● **指示 A**: 文書抜粋から、「スクリーンに映る女性も少ない」を含む語句で始まり「完成形だったのかもしれない。」で終わる部分をそのまま抜き出すこと。
● **指示 B**: 文書抜粋によると、2017年の長編アニメーション映画で女性が主人公の作品の割合は何%か。
● **指示 C**: 文書抜粋の「「アナと雪の女王」は長編アニメーション映画部門で」で始まる段落を、主な事実を残して箇条書きにまとめること。

● **文書抜粋**:
****************

1989年11月17日、(「リトル・マーメイド」が)封切られると、評論家たちは色めき立った。…「シカゴ・サンタイムズ」紙の評論家だったロジャー・エバートは、アリエルを「自分を持っている女性キャラクター」と絶賛した…作品は、アカデミー歌曲賞とアカデミー作曲賞の2冠に輝いた…p374,5


エレンは仕事に物足りなさを感じていた。スタジオが作る女性キャラクターは、素敵ではあるものの、主体性や人格の面で欠落していると感じることがあった。アリエルに共感することは難しく…p383


1995年…公開された「ポカホンタス」は…主人公を「ポカ・バービー」と呼んだ。…最ものっぴきならない批判は、…パウアタン・レナペ・ネイションの指導者たちが出した声明だった。「この映画は、原型をとどめないほどに歴史を歪め…不誠実で利己的な神話を永続させる」……ポカホンタスは駆り立てられる情熱も、個性もない、味気ないキャラクターになってしまった…p390


1998年、「ムーラン」が公開された。スタジオ初の中国人プリンセスの造形に重要な役割を果たしたリタにとって、緊張と喜びの瞬間だった…p394


「メリダとおそろしの森」には他にも問題がいくつかあった。…人種に関する描写で批判を浴びた。…「ようやく黒人のプリンセスが現れたと思ったら、スクリーン上ではほとんどの時間、カエルだった」p397


(「アナと雪の女王」)の監督のひとりとなったジェニファーは、作品の中核をなす家族関係を、真実味を持って描く必要を強く感じた。そこでチームは、前例のない「姉妹サミット」なるものを開催する。…女性が何百人も出席する会議は、スタジオ始まって以来のことだった。p405


「アナと雪の女王」は長編アニメーション映画部門でオスカーを受賞し、セルロイドの天井(ハリウッド版ガラスの天井)が打ち破られた。…ディズニーの女性アニメーション映画監督がアカデミー賞を受賞したのが初めてであり、女性監督の映画が興行収入10億ドルを超えたのも史上初めてだった。p410,1


スクリーンに映る女性も少ない。アメリカ映画の興行収入上位100作品のうち、女性が主人公の作品は全体の24%にも満たない。2017年の長編アニメーション映画では、この割合はわずか4%と驚異的に低い。p414


「アナと雪の女王」(私は視聴していないのでおこがましいが)は、ディズニーアニメーションが描くヒロインの理想像として、当時としての完成形だったのかもしれない。

****************

● **記録一覧**:

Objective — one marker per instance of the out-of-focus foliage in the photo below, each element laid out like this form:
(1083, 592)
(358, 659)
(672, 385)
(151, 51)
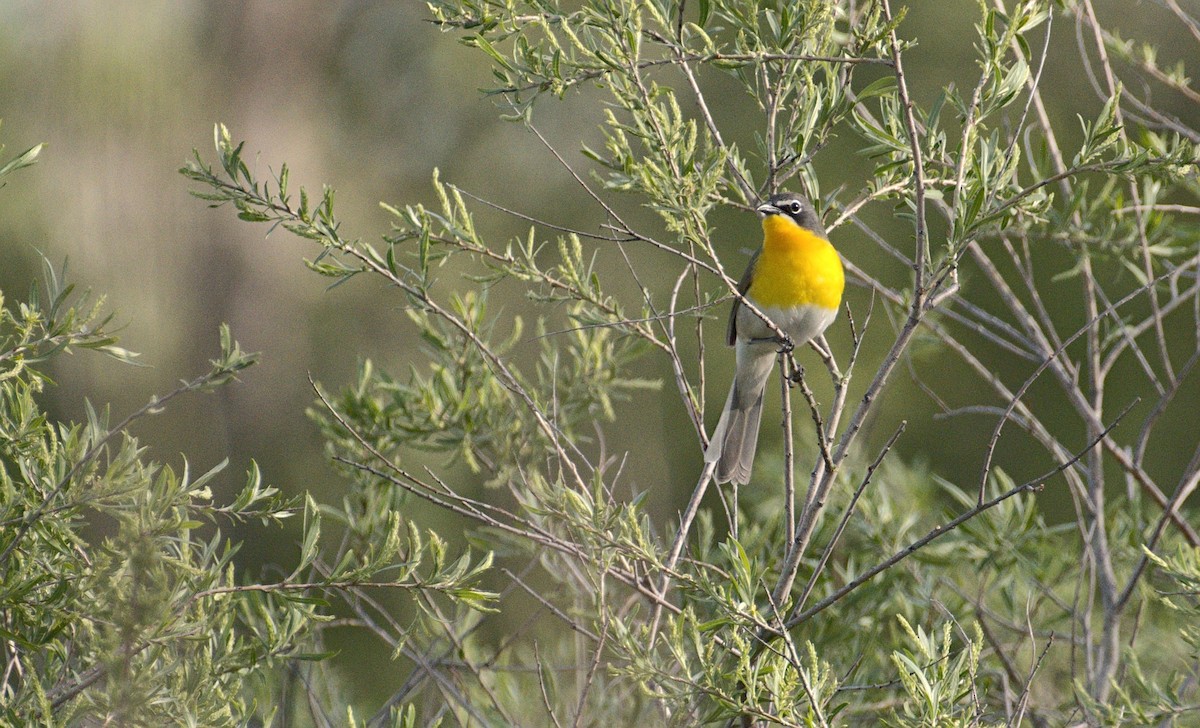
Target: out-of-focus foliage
(1045, 284)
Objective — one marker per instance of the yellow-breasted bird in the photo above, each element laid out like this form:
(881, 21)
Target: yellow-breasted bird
(796, 280)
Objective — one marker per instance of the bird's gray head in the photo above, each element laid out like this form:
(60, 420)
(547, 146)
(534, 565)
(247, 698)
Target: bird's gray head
(795, 206)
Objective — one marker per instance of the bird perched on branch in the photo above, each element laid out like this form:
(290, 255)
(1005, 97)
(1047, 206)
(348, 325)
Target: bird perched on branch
(795, 280)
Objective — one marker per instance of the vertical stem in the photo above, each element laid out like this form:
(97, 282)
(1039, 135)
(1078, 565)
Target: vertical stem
(1108, 649)
(785, 377)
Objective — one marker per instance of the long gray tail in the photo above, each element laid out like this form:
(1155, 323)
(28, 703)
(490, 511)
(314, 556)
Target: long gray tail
(736, 437)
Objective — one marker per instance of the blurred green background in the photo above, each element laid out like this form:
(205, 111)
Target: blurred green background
(369, 97)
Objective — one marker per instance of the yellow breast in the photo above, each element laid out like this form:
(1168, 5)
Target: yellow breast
(796, 268)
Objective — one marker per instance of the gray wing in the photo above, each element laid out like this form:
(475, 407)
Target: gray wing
(731, 336)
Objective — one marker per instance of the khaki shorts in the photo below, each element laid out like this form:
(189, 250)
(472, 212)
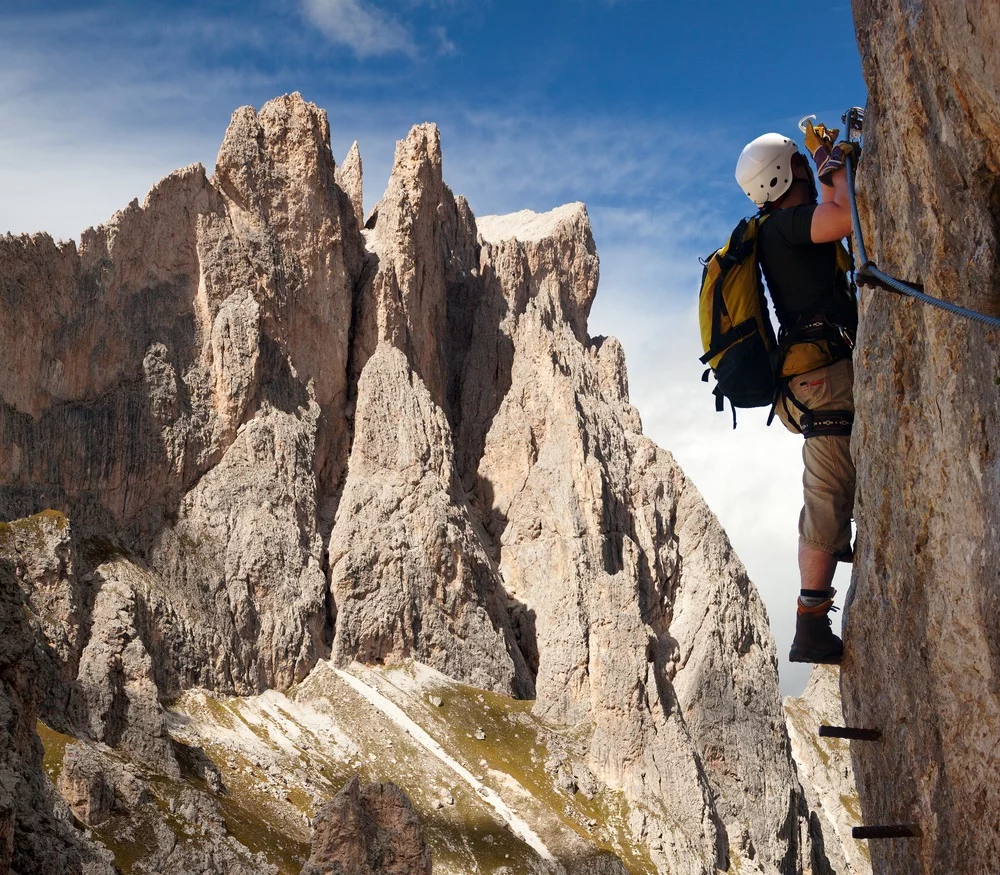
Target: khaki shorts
(828, 476)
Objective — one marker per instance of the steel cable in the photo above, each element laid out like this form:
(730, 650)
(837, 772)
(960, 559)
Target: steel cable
(869, 270)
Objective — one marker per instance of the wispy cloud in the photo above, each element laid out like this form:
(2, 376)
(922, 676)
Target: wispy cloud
(445, 45)
(361, 26)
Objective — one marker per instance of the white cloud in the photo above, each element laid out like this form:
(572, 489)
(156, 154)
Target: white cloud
(445, 45)
(361, 26)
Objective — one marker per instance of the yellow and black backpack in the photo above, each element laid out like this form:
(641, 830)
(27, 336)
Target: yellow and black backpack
(736, 332)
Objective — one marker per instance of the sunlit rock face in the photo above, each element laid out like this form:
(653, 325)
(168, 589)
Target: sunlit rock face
(280, 438)
(922, 637)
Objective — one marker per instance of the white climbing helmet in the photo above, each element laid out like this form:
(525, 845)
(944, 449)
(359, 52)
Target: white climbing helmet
(764, 170)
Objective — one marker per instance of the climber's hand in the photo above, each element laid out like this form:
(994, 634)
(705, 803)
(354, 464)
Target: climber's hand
(836, 160)
(819, 141)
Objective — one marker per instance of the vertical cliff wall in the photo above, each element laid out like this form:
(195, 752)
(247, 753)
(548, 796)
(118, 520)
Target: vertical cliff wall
(922, 631)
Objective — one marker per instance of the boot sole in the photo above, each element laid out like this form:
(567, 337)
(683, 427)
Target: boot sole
(816, 658)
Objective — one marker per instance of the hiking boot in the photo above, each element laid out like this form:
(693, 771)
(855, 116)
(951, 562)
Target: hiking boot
(814, 640)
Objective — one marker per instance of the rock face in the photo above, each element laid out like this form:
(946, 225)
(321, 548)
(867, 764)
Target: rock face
(280, 438)
(368, 830)
(923, 643)
(35, 835)
(824, 767)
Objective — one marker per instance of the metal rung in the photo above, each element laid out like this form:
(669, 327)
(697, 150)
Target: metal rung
(850, 732)
(894, 831)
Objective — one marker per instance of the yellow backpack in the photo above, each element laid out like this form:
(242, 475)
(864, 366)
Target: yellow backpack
(736, 332)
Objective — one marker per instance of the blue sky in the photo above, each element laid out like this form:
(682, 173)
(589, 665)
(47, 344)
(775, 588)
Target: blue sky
(638, 108)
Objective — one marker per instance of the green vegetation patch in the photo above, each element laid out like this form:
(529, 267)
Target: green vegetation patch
(515, 745)
(33, 528)
(54, 746)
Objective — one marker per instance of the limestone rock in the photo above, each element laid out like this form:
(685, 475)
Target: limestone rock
(349, 178)
(824, 767)
(921, 632)
(95, 785)
(409, 572)
(33, 837)
(279, 438)
(115, 697)
(369, 830)
(41, 551)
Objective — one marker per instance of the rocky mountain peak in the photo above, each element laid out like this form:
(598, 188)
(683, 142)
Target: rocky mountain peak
(286, 447)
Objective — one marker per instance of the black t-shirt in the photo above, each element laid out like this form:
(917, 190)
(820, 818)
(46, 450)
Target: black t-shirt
(802, 276)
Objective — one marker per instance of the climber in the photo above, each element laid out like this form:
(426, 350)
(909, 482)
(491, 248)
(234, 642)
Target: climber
(803, 262)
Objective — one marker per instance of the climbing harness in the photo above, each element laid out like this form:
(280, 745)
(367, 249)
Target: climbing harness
(868, 271)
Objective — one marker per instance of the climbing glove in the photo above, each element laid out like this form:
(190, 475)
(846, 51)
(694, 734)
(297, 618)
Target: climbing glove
(826, 156)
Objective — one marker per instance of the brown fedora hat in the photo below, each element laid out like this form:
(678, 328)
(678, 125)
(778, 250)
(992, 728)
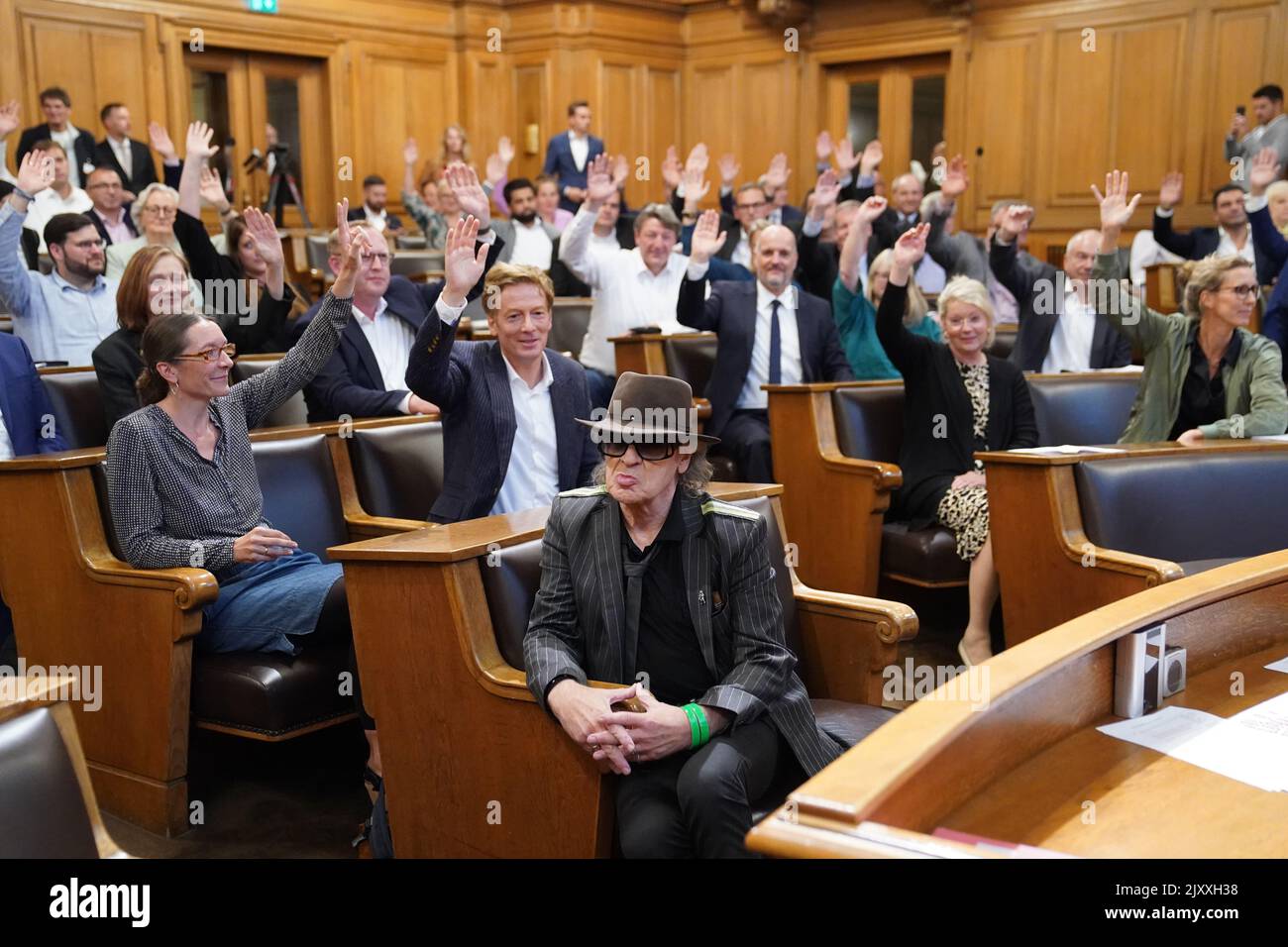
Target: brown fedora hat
(649, 408)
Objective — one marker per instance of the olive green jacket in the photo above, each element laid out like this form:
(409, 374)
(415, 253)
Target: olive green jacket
(1254, 398)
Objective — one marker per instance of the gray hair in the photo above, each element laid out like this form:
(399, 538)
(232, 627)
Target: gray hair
(142, 198)
(695, 480)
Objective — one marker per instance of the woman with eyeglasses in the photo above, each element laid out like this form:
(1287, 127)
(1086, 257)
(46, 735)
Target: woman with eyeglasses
(1206, 375)
(153, 213)
(155, 283)
(183, 487)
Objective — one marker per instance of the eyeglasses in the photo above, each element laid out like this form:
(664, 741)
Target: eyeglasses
(1241, 291)
(651, 450)
(207, 355)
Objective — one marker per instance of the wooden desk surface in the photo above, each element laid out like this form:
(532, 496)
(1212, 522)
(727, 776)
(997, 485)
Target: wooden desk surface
(1146, 804)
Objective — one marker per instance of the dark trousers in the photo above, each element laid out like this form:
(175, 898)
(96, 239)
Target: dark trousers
(698, 802)
(600, 386)
(746, 440)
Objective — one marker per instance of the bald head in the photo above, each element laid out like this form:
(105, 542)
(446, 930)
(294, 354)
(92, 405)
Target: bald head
(774, 260)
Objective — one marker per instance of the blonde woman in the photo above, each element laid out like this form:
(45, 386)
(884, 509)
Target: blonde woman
(1206, 375)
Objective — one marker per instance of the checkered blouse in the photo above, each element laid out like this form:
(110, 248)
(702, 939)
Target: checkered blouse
(174, 508)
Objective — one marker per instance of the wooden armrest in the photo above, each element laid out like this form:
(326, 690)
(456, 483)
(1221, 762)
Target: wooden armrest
(849, 641)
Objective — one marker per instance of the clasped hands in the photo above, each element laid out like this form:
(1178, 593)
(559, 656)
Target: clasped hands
(614, 738)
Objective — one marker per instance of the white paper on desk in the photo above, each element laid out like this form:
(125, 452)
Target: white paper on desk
(1065, 450)
(1228, 748)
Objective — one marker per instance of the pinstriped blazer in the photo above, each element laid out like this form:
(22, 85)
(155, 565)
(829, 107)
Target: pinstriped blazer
(579, 620)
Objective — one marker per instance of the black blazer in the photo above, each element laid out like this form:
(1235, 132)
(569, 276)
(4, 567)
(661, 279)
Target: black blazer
(939, 424)
(1203, 241)
(82, 146)
(730, 312)
(117, 361)
(469, 382)
(1031, 285)
(141, 158)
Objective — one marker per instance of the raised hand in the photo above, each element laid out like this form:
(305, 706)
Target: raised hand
(871, 209)
(213, 189)
(871, 158)
(462, 264)
(505, 149)
(351, 261)
(671, 169)
(777, 172)
(698, 158)
(1262, 171)
(823, 146)
(910, 249)
(464, 182)
(1016, 221)
(1170, 191)
(729, 169)
(954, 182)
(267, 240)
(707, 237)
(9, 118)
(621, 169)
(827, 188)
(599, 182)
(1116, 209)
(35, 171)
(198, 142)
(161, 144)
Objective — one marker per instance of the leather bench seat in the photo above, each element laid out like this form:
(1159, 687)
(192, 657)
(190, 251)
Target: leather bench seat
(927, 554)
(268, 694)
(1198, 512)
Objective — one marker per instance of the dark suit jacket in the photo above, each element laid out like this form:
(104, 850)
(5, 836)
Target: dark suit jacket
(579, 620)
(939, 424)
(1033, 287)
(145, 169)
(82, 146)
(730, 312)
(1203, 241)
(25, 402)
(559, 162)
(469, 382)
(360, 214)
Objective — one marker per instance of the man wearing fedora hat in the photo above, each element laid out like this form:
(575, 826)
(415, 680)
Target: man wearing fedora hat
(647, 579)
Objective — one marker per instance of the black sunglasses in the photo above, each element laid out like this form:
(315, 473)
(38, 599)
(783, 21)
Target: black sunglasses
(649, 450)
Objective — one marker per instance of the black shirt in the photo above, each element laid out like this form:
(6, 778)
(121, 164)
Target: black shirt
(1203, 394)
(668, 650)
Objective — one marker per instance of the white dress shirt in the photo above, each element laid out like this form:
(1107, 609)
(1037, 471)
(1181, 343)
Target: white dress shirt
(50, 202)
(124, 157)
(789, 347)
(580, 149)
(532, 245)
(532, 474)
(1070, 342)
(626, 292)
(5, 444)
(390, 341)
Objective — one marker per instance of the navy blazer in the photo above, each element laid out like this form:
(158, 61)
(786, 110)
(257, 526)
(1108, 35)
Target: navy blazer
(730, 312)
(25, 401)
(1203, 241)
(351, 381)
(471, 384)
(561, 163)
(141, 158)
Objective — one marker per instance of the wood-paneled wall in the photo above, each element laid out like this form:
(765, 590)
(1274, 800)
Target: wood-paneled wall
(1038, 111)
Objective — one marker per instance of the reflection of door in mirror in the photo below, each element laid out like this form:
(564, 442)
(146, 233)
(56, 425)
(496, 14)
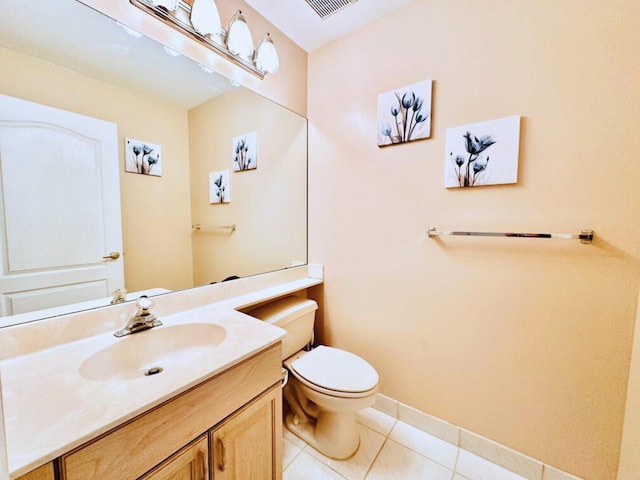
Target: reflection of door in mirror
(60, 206)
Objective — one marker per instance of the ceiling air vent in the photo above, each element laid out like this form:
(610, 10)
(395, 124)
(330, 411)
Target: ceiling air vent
(324, 8)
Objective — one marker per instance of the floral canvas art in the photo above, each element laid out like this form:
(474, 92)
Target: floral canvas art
(219, 191)
(245, 152)
(404, 114)
(143, 157)
(484, 153)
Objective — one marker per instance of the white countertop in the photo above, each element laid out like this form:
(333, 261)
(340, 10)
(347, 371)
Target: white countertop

****************

● **解答例 A**:
スクリーンに映る女性も少ない。アメリカ映画の興行収入上位100作品のうち、女性が主人公の作品は全体の24%にも満たない。2017年の長編アニメーション映画では、この割合はわずか4%と驚異的に低い。p414


「アナと雪の女王」(私は視聴していないのでおこがましいが)は、ディズニーアニメーションが描くヒロインの理想像として、当時としての完成形だったのかもしれない。

● **解答例 B**: わずか4%。

● **解答例 C**:
- 「アナと雪の女王」が長編アニメーション映画部門でオスカーを受賞し、セルロイドの天井(ハリウッド版ガラスの天井)が打ち破られた
- ディズニーの女性アニメーション映画監督がアカデミー賞を受賞したのは初めてだった
- 女性監督の映画が興行収入10億ドルを超えたのも史上初めてだった